• **Source data**

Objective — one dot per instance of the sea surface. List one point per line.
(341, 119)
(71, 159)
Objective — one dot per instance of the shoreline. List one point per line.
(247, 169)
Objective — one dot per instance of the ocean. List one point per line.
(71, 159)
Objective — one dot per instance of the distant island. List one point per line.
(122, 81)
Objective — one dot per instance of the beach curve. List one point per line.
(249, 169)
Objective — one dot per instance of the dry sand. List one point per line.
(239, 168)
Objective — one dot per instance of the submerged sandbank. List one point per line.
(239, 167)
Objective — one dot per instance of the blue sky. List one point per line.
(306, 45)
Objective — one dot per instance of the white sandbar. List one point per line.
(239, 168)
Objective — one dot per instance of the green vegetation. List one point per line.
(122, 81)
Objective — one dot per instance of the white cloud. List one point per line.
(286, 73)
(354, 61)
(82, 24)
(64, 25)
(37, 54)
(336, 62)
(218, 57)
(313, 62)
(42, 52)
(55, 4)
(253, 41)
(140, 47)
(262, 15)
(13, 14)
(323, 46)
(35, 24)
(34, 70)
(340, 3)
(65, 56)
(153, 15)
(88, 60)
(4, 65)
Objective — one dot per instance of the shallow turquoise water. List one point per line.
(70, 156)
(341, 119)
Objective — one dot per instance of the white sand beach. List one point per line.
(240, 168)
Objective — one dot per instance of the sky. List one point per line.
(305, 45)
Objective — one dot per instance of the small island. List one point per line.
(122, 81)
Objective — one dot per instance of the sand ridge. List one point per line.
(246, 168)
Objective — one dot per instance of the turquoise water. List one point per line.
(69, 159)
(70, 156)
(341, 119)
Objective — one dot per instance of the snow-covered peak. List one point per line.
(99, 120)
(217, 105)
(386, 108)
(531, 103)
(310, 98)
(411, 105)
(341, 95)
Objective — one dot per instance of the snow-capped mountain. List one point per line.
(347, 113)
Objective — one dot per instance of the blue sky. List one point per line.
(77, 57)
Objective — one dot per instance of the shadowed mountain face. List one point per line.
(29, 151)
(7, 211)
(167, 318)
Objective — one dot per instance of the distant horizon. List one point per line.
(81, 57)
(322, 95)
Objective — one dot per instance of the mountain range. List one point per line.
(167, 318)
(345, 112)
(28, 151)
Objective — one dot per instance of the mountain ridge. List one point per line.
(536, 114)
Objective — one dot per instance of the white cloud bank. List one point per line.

• **Work task**
Only the lines from the one with "Objective — one dot per instance of the mountain ridge." to the end of the entries above belong in your answer. Retype them exactly.

• **Worked solution**
Objective — one dot per instance of the mountain ridge. List one point per line.
(536, 114)
Objective — one dot per instance of the white cloud bank. List one point per line.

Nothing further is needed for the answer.